• **Data supplied**
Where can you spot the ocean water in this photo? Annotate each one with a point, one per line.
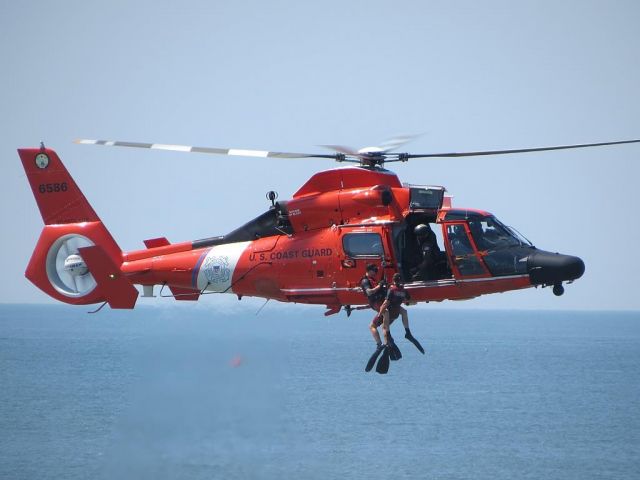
(182, 393)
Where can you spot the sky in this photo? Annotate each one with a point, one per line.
(289, 76)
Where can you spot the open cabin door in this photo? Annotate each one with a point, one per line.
(466, 261)
(359, 246)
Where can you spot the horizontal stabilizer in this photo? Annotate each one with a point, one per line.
(180, 293)
(156, 242)
(114, 287)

• **Work to complete**
Reproduce the records verbatim, starting at the line that contains "Where can you spot the horizontal" and ending at the final line of the records, with both ends included.

• **Solution below**
Where can you spot the horizontal stabilizer in this photo? Annotate each one with a point, one per line.
(180, 293)
(156, 242)
(114, 287)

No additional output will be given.